** BEGIN Document text **

I remember people always acknowledging my hair before they acknowledged me. It was almost as if it was what made me pretty, interesting, and worth talking to. Of course, I didn’t believe that, but I still couldn't shake the feeling that everyone else was more emotionally tied to my hair than I was. I was often reminded that I had “good hair” — thick and dark, resembling that of the girls on the perm boxes when it was pressed out — and I needed to be grateful for it. And I was: I proudly wore it like a crown every day.
I could never shake the feeling that everyone else was more emotionally tied to my hair than I was.
For most, big chopping or going natural is a decision that’s made after choosing to have healthier hair. In fact, that’s partially why I cut my hair off in October 2012. The other half of the reason I attributed to my new outlook. I felt that life was too short to try and hold on to scraggly, damaged ends just to say I had hair. I was done being tied to something that defined me for so many years, something that could and would always grow back.
I was a junior in college and had just dyed my hair back to black after a root touch-up gone wrong, which resulted in a brassy, orangey-blonde situation. Naturally, my hair was damaged, so much that even the black dye couldn’t disguise it. I resorted to box braids to hide the sad state of affairs my hair was in, and they were cute until I had to get rid of them. I remember taking down those braids and, as I saw the damage once again in full, thinking, "It can't get worse than this."
To be frank, my hair looked a confused, hot mess. At the roots, it appeared healthy with new growth but at the ends, it looked like hay — brittle and stringy. Given this fact, coupled with my hair already growing out from an inverted bob, I figured, “Shit, might as well cut it all off.” And the next day, I did.
I can’t lie — the physical feeling of having my hair cut off was freeing. It felt so satisfying hearing the shears slice through my distressed strands. It was like my hair had been born again. I felt so light, so exhilarated. That afternoon, I left the salon on a high. Unfortunately, that feeling didn’t last for long.
I got a lot of positive feedback on my hair — initially, at least. My immediate friends understood what it meant to go natural, so most of them respected the journey above all. Some actually felt that I looked great with my TWA (a.k.a. my "teeny-weeny Afro"). It wasn’t until I went back home that I was reminded of how much my hair meant everyone else.

** END Document text **
** BEGIN Data lines **

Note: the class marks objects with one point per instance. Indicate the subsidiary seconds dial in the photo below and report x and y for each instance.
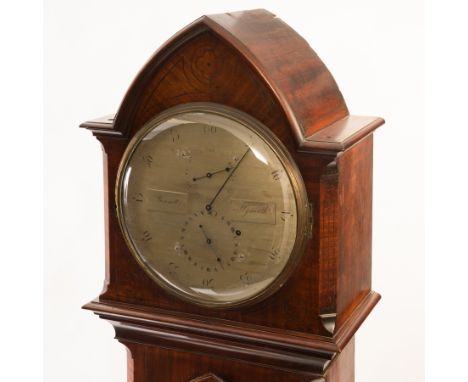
(212, 205)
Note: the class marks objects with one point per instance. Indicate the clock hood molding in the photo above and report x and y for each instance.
(223, 59)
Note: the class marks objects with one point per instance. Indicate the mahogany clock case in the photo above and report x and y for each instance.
(253, 62)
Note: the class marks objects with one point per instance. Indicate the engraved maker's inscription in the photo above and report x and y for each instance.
(253, 211)
(168, 201)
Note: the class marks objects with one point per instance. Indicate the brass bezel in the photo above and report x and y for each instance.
(294, 175)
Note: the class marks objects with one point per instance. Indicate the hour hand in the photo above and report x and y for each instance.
(211, 173)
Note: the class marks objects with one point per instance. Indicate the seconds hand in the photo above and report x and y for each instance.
(210, 204)
(209, 242)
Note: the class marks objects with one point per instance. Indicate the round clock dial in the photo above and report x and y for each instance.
(211, 205)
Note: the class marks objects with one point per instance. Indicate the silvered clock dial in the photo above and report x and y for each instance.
(212, 205)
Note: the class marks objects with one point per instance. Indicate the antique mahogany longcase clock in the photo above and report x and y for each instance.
(238, 195)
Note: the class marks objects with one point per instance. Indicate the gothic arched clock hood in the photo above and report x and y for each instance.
(253, 62)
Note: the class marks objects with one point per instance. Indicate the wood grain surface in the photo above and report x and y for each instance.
(254, 62)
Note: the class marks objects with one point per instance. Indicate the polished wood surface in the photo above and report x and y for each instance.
(254, 62)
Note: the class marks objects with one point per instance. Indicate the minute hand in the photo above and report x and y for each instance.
(210, 204)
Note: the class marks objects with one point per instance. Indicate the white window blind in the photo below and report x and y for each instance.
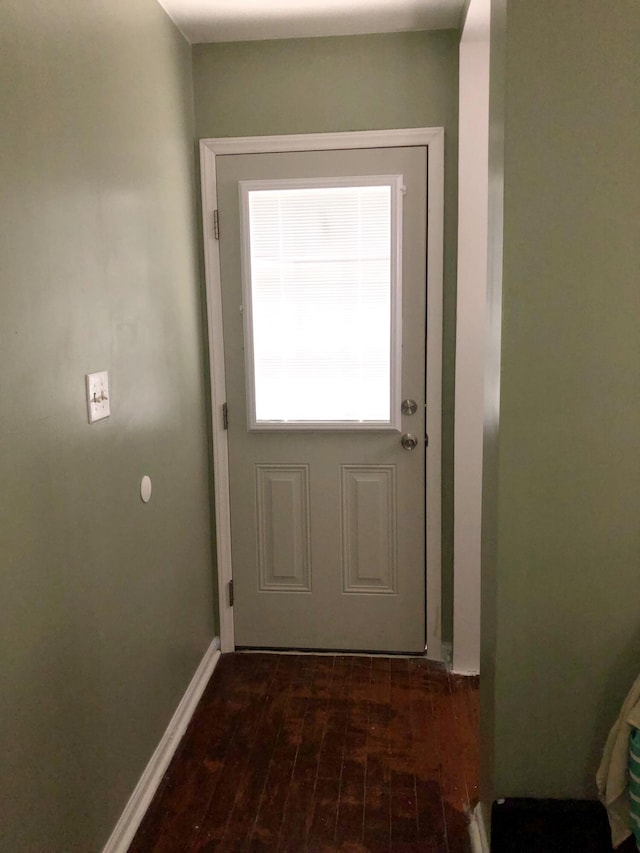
(321, 291)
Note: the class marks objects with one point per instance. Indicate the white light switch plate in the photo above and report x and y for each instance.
(98, 396)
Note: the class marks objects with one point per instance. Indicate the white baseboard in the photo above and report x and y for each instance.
(134, 811)
(478, 831)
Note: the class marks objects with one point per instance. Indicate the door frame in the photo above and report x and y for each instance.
(433, 139)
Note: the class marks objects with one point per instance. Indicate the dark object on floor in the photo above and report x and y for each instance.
(547, 826)
(321, 752)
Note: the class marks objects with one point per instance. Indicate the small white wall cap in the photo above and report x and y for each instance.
(145, 489)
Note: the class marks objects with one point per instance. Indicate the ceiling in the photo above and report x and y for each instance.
(240, 20)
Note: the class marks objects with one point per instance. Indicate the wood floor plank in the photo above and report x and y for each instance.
(327, 753)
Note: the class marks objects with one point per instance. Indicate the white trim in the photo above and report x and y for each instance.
(433, 139)
(470, 333)
(478, 831)
(134, 811)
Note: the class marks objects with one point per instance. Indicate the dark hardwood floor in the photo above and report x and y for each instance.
(322, 753)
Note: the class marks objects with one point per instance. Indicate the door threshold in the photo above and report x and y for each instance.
(361, 653)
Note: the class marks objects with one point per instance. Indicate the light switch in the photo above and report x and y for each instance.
(98, 396)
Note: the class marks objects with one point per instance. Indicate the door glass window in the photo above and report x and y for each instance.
(322, 302)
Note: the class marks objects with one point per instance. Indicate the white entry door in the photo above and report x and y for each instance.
(323, 270)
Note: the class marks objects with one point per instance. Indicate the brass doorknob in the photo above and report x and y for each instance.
(409, 441)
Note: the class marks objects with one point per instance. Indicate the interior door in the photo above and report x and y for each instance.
(327, 504)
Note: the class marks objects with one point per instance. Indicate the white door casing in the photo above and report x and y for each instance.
(210, 148)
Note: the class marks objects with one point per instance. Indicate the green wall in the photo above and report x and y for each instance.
(563, 581)
(106, 604)
(319, 85)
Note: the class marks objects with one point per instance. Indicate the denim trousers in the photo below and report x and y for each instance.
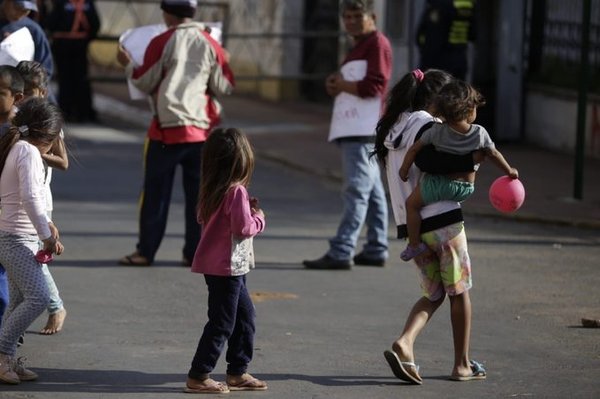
(230, 319)
(364, 203)
(160, 164)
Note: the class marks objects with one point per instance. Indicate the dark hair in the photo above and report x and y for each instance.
(34, 76)
(366, 6)
(178, 10)
(409, 94)
(12, 78)
(227, 159)
(457, 100)
(37, 121)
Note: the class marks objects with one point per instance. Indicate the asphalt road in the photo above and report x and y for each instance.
(131, 332)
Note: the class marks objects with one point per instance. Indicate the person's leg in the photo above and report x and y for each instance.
(358, 184)
(241, 342)
(455, 272)
(3, 292)
(460, 316)
(421, 312)
(414, 203)
(377, 221)
(56, 310)
(223, 298)
(159, 172)
(191, 164)
(28, 291)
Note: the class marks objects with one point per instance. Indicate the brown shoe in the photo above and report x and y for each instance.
(23, 373)
(6, 372)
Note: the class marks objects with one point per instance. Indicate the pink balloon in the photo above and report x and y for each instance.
(506, 194)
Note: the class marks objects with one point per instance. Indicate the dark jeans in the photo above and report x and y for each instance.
(230, 318)
(160, 166)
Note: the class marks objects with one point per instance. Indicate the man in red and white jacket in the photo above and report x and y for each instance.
(183, 71)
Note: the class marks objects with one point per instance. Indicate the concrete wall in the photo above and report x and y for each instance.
(551, 121)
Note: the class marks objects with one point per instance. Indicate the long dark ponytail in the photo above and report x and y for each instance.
(415, 91)
(37, 121)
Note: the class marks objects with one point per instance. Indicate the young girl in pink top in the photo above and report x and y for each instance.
(230, 218)
(23, 221)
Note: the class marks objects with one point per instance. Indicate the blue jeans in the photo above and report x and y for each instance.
(364, 202)
(230, 318)
(160, 166)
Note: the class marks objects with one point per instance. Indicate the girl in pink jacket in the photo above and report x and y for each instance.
(230, 219)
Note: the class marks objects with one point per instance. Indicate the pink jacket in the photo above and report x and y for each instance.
(225, 248)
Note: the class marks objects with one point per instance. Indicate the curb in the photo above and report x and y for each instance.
(113, 108)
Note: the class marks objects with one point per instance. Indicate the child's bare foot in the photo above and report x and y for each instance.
(245, 382)
(205, 386)
(407, 357)
(55, 322)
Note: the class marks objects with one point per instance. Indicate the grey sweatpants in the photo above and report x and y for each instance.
(28, 291)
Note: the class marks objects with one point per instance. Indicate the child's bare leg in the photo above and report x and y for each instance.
(414, 203)
(460, 315)
(420, 314)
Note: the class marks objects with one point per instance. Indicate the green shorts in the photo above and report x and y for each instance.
(436, 188)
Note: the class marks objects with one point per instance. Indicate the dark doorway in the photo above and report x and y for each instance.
(319, 53)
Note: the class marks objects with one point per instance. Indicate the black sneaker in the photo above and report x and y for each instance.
(363, 260)
(327, 263)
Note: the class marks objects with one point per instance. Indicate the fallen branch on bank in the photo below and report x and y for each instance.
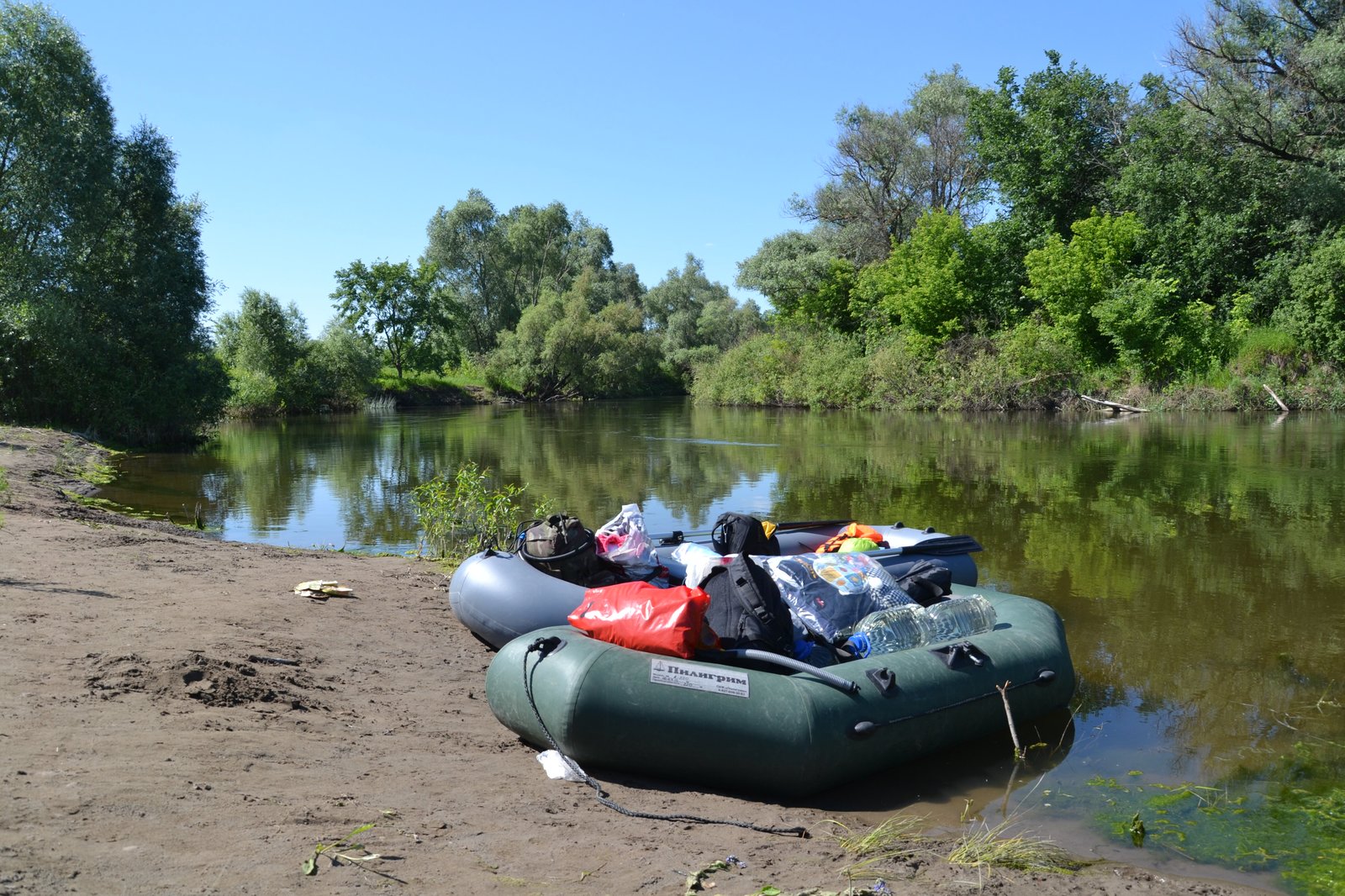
(1116, 407)
(1282, 405)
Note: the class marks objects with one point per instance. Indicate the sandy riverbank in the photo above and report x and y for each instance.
(145, 750)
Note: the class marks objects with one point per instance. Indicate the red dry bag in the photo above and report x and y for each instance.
(645, 616)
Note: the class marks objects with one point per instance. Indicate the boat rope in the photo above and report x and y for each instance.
(542, 647)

** END Data lines **

▸ **Task list**
1. In the essay on cutting off your hair, could you give the part that opens with the words "I remember people" and closes with "crown every day." again, with "crown" swapped for "badge"?
2. Answer these about the hair essay:
(a) In what month and year did the writer cut off their hair?
(b) What did the writer use to hide the damaged hair before cutting it?
(c) What does "TWA" stand for?
3. Could you carry the essay about going natural forward from its final sentence?

▸ **Results of the exercise**
1.
I remember people always acknowledging my hair before they acknowledged me. It was almost as if it was what made me pretty, interesting, and worth talking to. Of course, I didn’t believe that, but I still couldn't shake the feeling that everyone else was more emotionally tied to my hair than I was. I was often reminded that I had “good hair” — thick and dark, resembling that of the girls on the perm boxes when it was pressed out — and I needed to be grateful for it. And I was: I proudly wore it like a badge every day.

2.
(a) October 2012
(b) Box braids
(c) Teeny-weeny Afro

3.
Instantly, my new chop caused a controversy. In fact, I had relatives who were damn near offended that I would do such a thing. Others said they didn’t like how short hair looked on me. I even had one relative text me from across the country to ask if everything was okay. When I assured them that I was fine and simply desired to cut my hair, they stated that they were afraid that I was acting erratically because “that’s what women do when they’re going through stuff.” I’m assuming they were referencing Angela Bassett's character in Waiting to Exhale, when she cut her hair off after a nasty divorce, but I wasn’t getting a divorce and this was no movie — it was just hair.
My family’s pushback was only the tip of the iceberg. In addition to the slew of emotions I was dealing with over my mom’s death, I was struggling with a whole new set of insecurities I never had before. I always had self-confidence, but for the first time in my life, I truly felt insecure, and it was because of my short hair. It is a strange thing to not feel accepted or have your looks affirmed by your family.
Plus, having no hair to hide behind was downright scary, and I felt exposed in the worst way, similar to how I felt without my mom. I realized that a lot of the emotions I was dealing with in the absence of my mother — sadness, anger, doubt — were parallel to the ones I acquired over the loss of my hair.
One thing my journeys — both with my grief and with my hair — has taught me is the importance to keep pushing.
Nonetheless, I persevered. I worked through my insecurity with the length of my hair, though I have to admit: it wasn’t fun. Going through any awkward stage in life can get pretty uncomfortable, but I always held onto the idea that life is a marathon, not a race. My hair has grown since 2012, of course, but there have been plenty of highs and lows. I’ve had stints where I’ve neglected the health of my hair or found myself comparing my texture and length to some of my favorite YouTubers. (We all have those moments of "weakness.") And I still cry now and then whenever I think about just how much I miss my mother.
However, there's one thing that my journeys — both with my grief and with my hair — have taught me, and that is the importance to keep pushing through it. I’ve withstood tons of breakage, both inside and out, figuratively and otherwise. But in the end, I wake up every morning and make a decision to keep going and to keep growing.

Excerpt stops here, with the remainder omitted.